▶ **Passage given**
-=-=-=-=-

I’m pretty lucky. Most of my facebook friends are fairly normal and post fairly normal stuff. I have some family members who post the occasional religious mumbo jumbo but more than 75% of the time they say stuff I actually want to hear so I don’t block them.

I chose other because I will occasionally block someone for a short period of time. For instance, my niece is a typical 19 year old with a trailer trash mentality (yes, I mean that in the stereotypical way, no I’m not saying all trailer park dwellers are bad). When her wonderful boyfriend went to jail for doing something incredibly stupid, I had to block her because I couldn’t take more than a week of the, “baby I love you and miss you and I know you’re innocent” bullshit. I unblocked her when I found out she had dumped him.

I blocked my cousin for a while because she never actually posts her own thoughts. She uses those dumb status message sites or like it or whatever that shit is. She is intelligent and funny. I’d much rather read what she actually has to say.

I don’t think I’ve blocked anyone else, even temporarily.

-=-=-=-=-

▶ **Excerpted records**
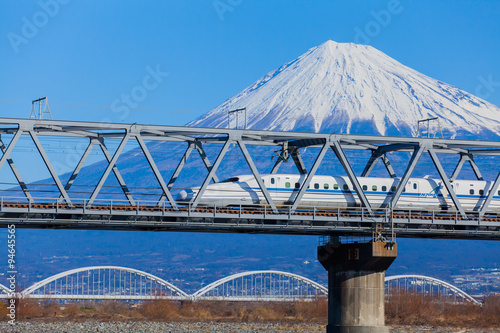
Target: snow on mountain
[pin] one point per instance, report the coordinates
(350, 88)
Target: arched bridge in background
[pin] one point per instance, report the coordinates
(121, 283)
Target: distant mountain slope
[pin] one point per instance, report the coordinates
(349, 88)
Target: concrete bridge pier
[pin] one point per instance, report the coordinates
(356, 273)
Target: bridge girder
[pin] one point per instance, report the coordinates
(378, 146)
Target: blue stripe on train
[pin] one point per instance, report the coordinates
(406, 194)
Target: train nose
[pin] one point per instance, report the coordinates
(184, 195)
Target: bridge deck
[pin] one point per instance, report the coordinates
(341, 221)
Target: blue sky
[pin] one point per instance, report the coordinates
(86, 55)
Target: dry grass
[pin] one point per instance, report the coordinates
(416, 309)
(403, 309)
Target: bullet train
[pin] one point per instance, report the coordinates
(338, 192)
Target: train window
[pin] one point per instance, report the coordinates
(231, 180)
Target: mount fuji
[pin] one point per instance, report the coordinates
(350, 88)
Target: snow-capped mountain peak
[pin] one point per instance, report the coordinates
(350, 88)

-=-=-=-=-

▶ **To-do list**
1. Write out the portion of the post on blocking Facebook friends that begins at the words "I’m pretty lucky." and ends after the words "had dumped him.".
2. Convert the lines of the listing into a JSON list of strings, with one string per line and blank lines omitted. Begin at the line containing "Target: train nose" and continue through the end of the listing.

▶ **The responses**
1.
I’m pretty lucky. Most of my facebook friends are fairly normal and post fairly normal stuff. I have some family members who post the occasional religious mumbo jumbo but more than 75% of the time they say stuff I actually want to hear so I don’t block them.

I chose other because I will occasionally block someone for a short period of time. For instance, my niece is a typical 19 year old with a trailer trash mentality (yes, I mean that in the stereotypical way, no I’m not saying all trailer park dwellers are bad). When her wonderful boyfriend went to jail for doing something incredibly stupid, I had to block her because I couldn’t take more than a week of the, “baby I love you and miss you and I know you’re innocent” bullshit. I unblocked her when I found out she had dumped him.

2.
[
  "Target: train nose",
  "[pin] one point per instance, report the coordinates",
  "(184, 195)",
  "Target: bridge deck",
  "[pin] one point per instance, report the coordinates",
  "(341, 221)",
  "Target: blue sky",
  "[pin] one point per instance, report the coordinates",
  "(86, 55)",
  "Target: dry grass",
  "[pin] one point per instance, report the coordinates",
  "(416, 309)",
  "(403, 309)",
  "Target: bullet train",
  "[pin] one point per instance, report the coordinates",
  "(338, 192)",
  "Target: train window",
  "[pin] one point per instance, report the coordinates",
  "(231, 180)",
  "Target: mount fuji",
  "[pin] one point per instance, report the coordinates",
  "(350, 88)",
  "Target: snow-capped mountain peak",
  "[pin] one point per instance, report the coordinates",
  "(350, 88)"
]